● The problem:
Give the entries back exactly, dropping each image.

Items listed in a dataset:
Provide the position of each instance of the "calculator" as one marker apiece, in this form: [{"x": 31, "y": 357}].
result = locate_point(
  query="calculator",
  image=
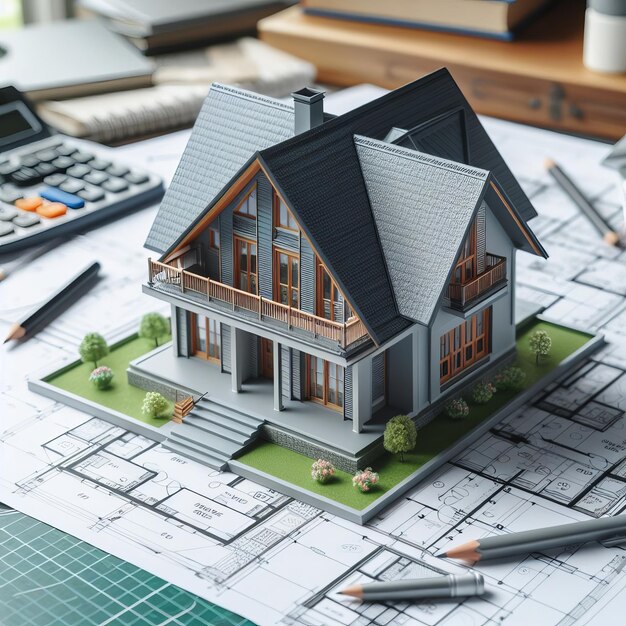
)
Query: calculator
[{"x": 53, "y": 185}]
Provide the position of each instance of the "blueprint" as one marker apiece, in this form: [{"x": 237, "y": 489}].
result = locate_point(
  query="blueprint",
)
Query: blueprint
[{"x": 276, "y": 560}]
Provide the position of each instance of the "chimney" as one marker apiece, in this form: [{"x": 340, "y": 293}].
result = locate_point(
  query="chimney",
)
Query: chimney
[{"x": 309, "y": 109}]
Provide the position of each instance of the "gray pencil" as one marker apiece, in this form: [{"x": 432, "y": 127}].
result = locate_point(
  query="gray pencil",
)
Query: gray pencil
[
  {"x": 450, "y": 586},
  {"x": 605, "y": 528}
]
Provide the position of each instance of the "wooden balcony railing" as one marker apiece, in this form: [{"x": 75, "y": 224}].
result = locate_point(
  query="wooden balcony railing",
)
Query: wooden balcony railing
[
  {"x": 463, "y": 294},
  {"x": 344, "y": 334}
]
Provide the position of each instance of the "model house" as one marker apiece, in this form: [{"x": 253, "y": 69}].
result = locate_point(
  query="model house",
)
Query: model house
[{"x": 326, "y": 273}]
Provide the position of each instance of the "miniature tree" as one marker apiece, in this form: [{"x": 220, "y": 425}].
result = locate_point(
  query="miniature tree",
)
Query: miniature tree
[
  {"x": 400, "y": 435},
  {"x": 153, "y": 326},
  {"x": 92, "y": 348},
  {"x": 540, "y": 343},
  {"x": 154, "y": 405}
]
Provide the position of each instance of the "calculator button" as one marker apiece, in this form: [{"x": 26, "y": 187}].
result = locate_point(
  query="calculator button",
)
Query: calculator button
[
  {"x": 117, "y": 170},
  {"x": 10, "y": 195},
  {"x": 28, "y": 204},
  {"x": 46, "y": 155},
  {"x": 91, "y": 195},
  {"x": 25, "y": 220},
  {"x": 7, "y": 213},
  {"x": 54, "y": 180},
  {"x": 82, "y": 157},
  {"x": 71, "y": 185},
  {"x": 62, "y": 162},
  {"x": 52, "y": 209},
  {"x": 115, "y": 185},
  {"x": 99, "y": 164},
  {"x": 57, "y": 195},
  {"x": 95, "y": 178},
  {"x": 78, "y": 170},
  {"x": 136, "y": 178},
  {"x": 64, "y": 150}
]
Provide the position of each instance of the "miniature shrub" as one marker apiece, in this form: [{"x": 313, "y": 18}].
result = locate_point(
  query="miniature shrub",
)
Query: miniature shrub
[
  {"x": 457, "y": 409},
  {"x": 153, "y": 326},
  {"x": 365, "y": 480},
  {"x": 400, "y": 435},
  {"x": 101, "y": 377},
  {"x": 322, "y": 471},
  {"x": 483, "y": 392},
  {"x": 92, "y": 348},
  {"x": 540, "y": 343},
  {"x": 155, "y": 405},
  {"x": 510, "y": 379}
]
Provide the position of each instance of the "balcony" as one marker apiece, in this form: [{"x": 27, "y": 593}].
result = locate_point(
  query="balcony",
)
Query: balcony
[
  {"x": 465, "y": 295},
  {"x": 251, "y": 305}
]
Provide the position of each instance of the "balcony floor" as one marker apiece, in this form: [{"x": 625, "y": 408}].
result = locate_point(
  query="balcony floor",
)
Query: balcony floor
[{"x": 306, "y": 419}]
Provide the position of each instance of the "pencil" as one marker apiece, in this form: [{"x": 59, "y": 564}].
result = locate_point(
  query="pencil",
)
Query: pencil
[
  {"x": 587, "y": 209},
  {"x": 511, "y": 544},
  {"x": 56, "y": 303}
]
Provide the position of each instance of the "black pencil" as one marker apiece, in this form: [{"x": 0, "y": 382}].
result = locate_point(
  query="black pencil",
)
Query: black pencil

● Correct response:
Provide the position of each instance of the "calculator" as one marker apiece, in this form: [{"x": 31, "y": 357}].
result = locate_point(
  query="calculator",
  image=
)
Query: calculator
[{"x": 53, "y": 185}]
Provide the position of each instance of the "blueprint" as one marker apiece, in this form: [{"x": 237, "y": 489}].
result = locate_point(
  query="blueprint",
)
Query: blueprint
[{"x": 276, "y": 560}]
Provide the position of each instance of the "chimney" as one marker apiece, in this form: [{"x": 340, "y": 293}].
result = locate_point(
  query="chimney",
)
Query: chimney
[{"x": 309, "y": 109}]
Provide the position of each instance of the "gray pencil" as one marker apiece, in this form: [{"x": 432, "y": 127}].
result = locate_point(
  query="gray pencil",
)
Query: gray pencil
[
  {"x": 450, "y": 586},
  {"x": 605, "y": 528}
]
Provide the position of each instance of the "wooden balcony railing" as one marker apiece, in this form: [{"x": 75, "y": 224}].
result = locate_point(
  query="wooden balcony railing",
)
Query: wooden balcony railing
[
  {"x": 463, "y": 294},
  {"x": 344, "y": 334}
]
Provide the position of each instance of the "model house" as one marker apiece, in this form: [{"x": 253, "y": 69}].
result = locate_point(
  query="model house",
)
Query: model house
[{"x": 326, "y": 273}]
Provide the position of each instance of the "miniature tree" as one marker apiece, in this form: [{"x": 220, "y": 425}].
result = locate_point(
  query="miniature tree",
)
Query: miniature tree
[
  {"x": 400, "y": 435},
  {"x": 153, "y": 326},
  {"x": 92, "y": 348},
  {"x": 540, "y": 343},
  {"x": 154, "y": 405}
]
Provide the position of each instance of the "calculator button" as one marker apiece, in this form: [{"x": 26, "y": 187}].
result = locate_point(
  query="calculator button",
)
Query: calculator button
[
  {"x": 117, "y": 170},
  {"x": 10, "y": 195},
  {"x": 28, "y": 204},
  {"x": 46, "y": 155},
  {"x": 91, "y": 195},
  {"x": 25, "y": 220},
  {"x": 7, "y": 213},
  {"x": 54, "y": 180},
  {"x": 82, "y": 157},
  {"x": 71, "y": 185},
  {"x": 62, "y": 162},
  {"x": 52, "y": 209},
  {"x": 115, "y": 185},
  {"x": 99, "y": 164},
  {"x": 57, "y": 195},
  {"x": 95, "y": 178},
  {"x": 78, "y": 170},
  {"x": 136, "y": 178},
  {"x": 64, "y": 150}
]
Provide the position of each instance of the "miniature shrub" as one marker apiece, in this form: [{"x": 313, "y": 18}].
result = locate_point(
  query="miniature shrub",
)
Query: miniature shrub
[
  {"x": 457, "y": 409},
  {"x": 153, "y": 326},
  {"x": 365, "y": 480},
  {"x": 400, "y": 435},
  {"x": 101, "y": 377},
  {"x": 322, "y": 471},
  {"x": 483, "y": 392},
  {"x": 92, "y": 348},
  {"x": 540, "y": 343},
  {"x": 155, "y": 405},
  {"x": 510, "y": 379}
]
Provide the position of each instance of the "balcony" as one marker apiece, in this form: [{"x": 27, "y": 593}].
result = locate_point(
  query="balcony",
)
Query: balcony
[
  {"x": 465, "y": 295},
  {"x": 251, "y": 305}
]
Provide the position of each instance of the "balcony floor" as one marker apiece, in this form: [{"x": 625, "y": 408}].
result = locate_point(
  query="balcony floor",
)
Query: balcony floor
[{"x": 306, "y": 419}]
Provide the position of each instance of the "pencil" as one marker apiece, in this form: [{"x": 59, "y": 564}].
result = locate_point(
  query="pencil",
)
Query: pencil
[
  {"x": 587, "y": 209},
  {"x": 511, "y": 544},
  {"x": 56, "y": 303}
]
Provide the position of each instance of the "black pencil" as one marker apiece, in this form: [{"x": 0, "y": 382}].
result = locate_point(
  query="black pencil",
)
Query: black pencil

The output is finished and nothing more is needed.